Entries
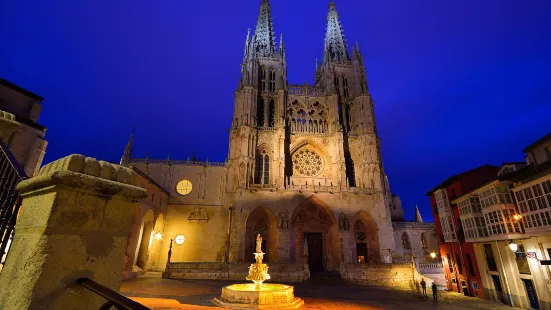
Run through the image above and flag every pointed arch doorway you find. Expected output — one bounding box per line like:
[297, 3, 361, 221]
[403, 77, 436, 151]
[290, 196, 340, 272]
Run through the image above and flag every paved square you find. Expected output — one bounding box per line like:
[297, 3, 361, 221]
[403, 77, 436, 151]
[121, 277, 518, 310]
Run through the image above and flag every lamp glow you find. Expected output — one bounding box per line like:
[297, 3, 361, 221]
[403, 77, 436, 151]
[155, 232, 163, 240]
[174, 235, 186, 245]
[509, 241, 518, 253]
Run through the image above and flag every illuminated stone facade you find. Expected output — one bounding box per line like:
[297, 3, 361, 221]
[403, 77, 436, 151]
[121, 0, 436, 278]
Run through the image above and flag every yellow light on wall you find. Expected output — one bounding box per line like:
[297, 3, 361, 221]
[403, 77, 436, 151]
[155, 232, 163, 240]
[174, 235, 186, 245]
[509, 241, 518, 253]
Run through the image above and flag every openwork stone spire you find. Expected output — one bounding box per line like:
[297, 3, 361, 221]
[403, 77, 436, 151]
[414, 205, 423, 223]
[253, 0, 275, 57]
[120, 127, 134, 166]
[323, 0, 350, 62]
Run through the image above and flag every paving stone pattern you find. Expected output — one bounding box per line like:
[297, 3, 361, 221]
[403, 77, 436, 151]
[121, 275, 518, 310]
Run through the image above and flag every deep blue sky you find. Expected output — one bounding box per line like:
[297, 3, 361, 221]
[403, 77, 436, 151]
[0, 0, 551, 219]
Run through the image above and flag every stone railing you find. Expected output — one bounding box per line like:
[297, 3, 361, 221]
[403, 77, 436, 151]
[130, 158, 226, 167]
[249, 184, 276, 189]
[287, 84, 325, 96]
[163, 262, 310, 282]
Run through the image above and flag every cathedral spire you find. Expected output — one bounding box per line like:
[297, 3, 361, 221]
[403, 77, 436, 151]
[323, 0, 350, 62]
[120, 127, 134, 166]
[253, 0, 275, 57]
[414, 205, 423, 223]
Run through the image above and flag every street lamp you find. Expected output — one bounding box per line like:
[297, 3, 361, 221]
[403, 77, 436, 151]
[509, 240, 518, 253]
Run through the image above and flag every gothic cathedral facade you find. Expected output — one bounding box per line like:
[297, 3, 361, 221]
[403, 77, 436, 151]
[126, 0, 410, 271]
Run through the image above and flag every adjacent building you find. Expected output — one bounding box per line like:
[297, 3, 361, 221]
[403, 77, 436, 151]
[0, 78, 48, 177]
[426, 165, 500, 298]
[453, 134, 551, 309]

Task details
Update the stretch from the line containing "Run through the image above and flag every adjacent" through the end of the material by replacing "adjacent building" with "neighboring building", and give those lines back with everything else unchanged.

Solution for this task
Run through the image above and flag every neighboring building you find. Expected output — one bounding box per line like:
[297, 3, 361, 221]
[403, 77, 436, 151]
[0, 78, 48, 177]
[426, 165, 500, 298]
[453, 134, 551, 309]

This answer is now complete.